▶ _Task directions_: Copy every record word for word.

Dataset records

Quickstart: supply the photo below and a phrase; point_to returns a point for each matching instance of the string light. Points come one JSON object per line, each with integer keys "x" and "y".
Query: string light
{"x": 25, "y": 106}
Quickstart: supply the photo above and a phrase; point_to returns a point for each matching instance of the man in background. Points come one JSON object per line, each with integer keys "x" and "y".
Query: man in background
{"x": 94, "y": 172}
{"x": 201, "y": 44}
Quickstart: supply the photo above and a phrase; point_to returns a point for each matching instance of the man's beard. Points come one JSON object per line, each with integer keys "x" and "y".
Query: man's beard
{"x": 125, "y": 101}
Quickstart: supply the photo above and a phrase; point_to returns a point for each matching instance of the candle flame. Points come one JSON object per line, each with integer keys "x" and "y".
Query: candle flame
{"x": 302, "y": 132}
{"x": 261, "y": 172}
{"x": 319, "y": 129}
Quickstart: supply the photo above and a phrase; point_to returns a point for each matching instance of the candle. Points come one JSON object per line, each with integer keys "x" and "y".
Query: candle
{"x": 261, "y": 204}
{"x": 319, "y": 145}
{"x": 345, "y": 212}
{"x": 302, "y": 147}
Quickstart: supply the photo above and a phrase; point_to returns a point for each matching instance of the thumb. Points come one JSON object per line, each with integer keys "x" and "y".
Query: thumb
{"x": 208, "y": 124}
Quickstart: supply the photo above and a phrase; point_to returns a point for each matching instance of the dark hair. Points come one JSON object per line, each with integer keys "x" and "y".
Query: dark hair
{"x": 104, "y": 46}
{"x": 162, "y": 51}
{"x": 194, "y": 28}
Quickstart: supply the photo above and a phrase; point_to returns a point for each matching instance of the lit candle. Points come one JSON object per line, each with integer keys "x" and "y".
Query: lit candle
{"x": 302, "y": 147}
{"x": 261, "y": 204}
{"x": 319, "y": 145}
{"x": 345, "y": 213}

▶ _Response for this exercise_:
Quickstart: supply the photo below and a phrase; point_to returns a point for each matching instance of the string light. Points come one JSON object per line, each with integer keys "x" and "y".
Query: string light
{"x": 25, "y": 106}
Quickstart: supply the photo above and a phrase; point_to returns a point for each matching instance of the man in background. Points come one JSON object per line, each with integer keys "x" and "y".
Query: man in background
{"x": 94, "y": 172}
{"x": 201, "y": 44}
Quickstart: supply the photo above and a phrase; point_to returns a point for each matching instance of the man's beard. Points come one JSON object per line, each with integer keys "x" and "y".
Query: man's beard
{"x": 125, "y": 101}
Quickstart: supply the photo above and a phrase; point_to returns a point for each matching instance of the candle flame. Points come one JSON object per line, each with integer keys "x" and "y".
Query: candle flame
{"x": 302, "y": 132}
{"x": 261, "y": 172}
{"x": 319, "y": 129}
Quickstart: supply the photo above and a phrase; point_to returns a point for each matching instance of the candle. Points come one JSON object per line, each with integer keys "x" and "y".
Query: candle
{"x": 261, "y": 204}
{"x": 319, "y": 145}
{"x": 345, "y": 212}
{"x": 302, "y": 147}
Quickstart: supply the photo above and a phrase; point_to returns a point for each matching instance of the thumb. Points come one JSON object per line, each with integer keys "x" and "y".
Query: thumb
{"x": 208, "y": 124}
Quickstart: supply the photo above and a phrase; point_to returns a point for each matching instance of the dark hair. Points come one JSON object per line, each with integer keys "x" and "y".
Query: dark hair
{"x": 104, "y": 46}
{"x": 162, "y": 51}
{"x": 194, "y": 28}
Quickstart: supply the photo above and a phrase; point_to returns a point for each matching instance of the lit candle. Points come one JSON object per line, each with integer keys "x" and "y".
Query: lit candle
{"x": 302, "y": 147}
{"x": 261, "y": 204}
{"x": 319, "y": 145}
{"x": 345, "y": 213}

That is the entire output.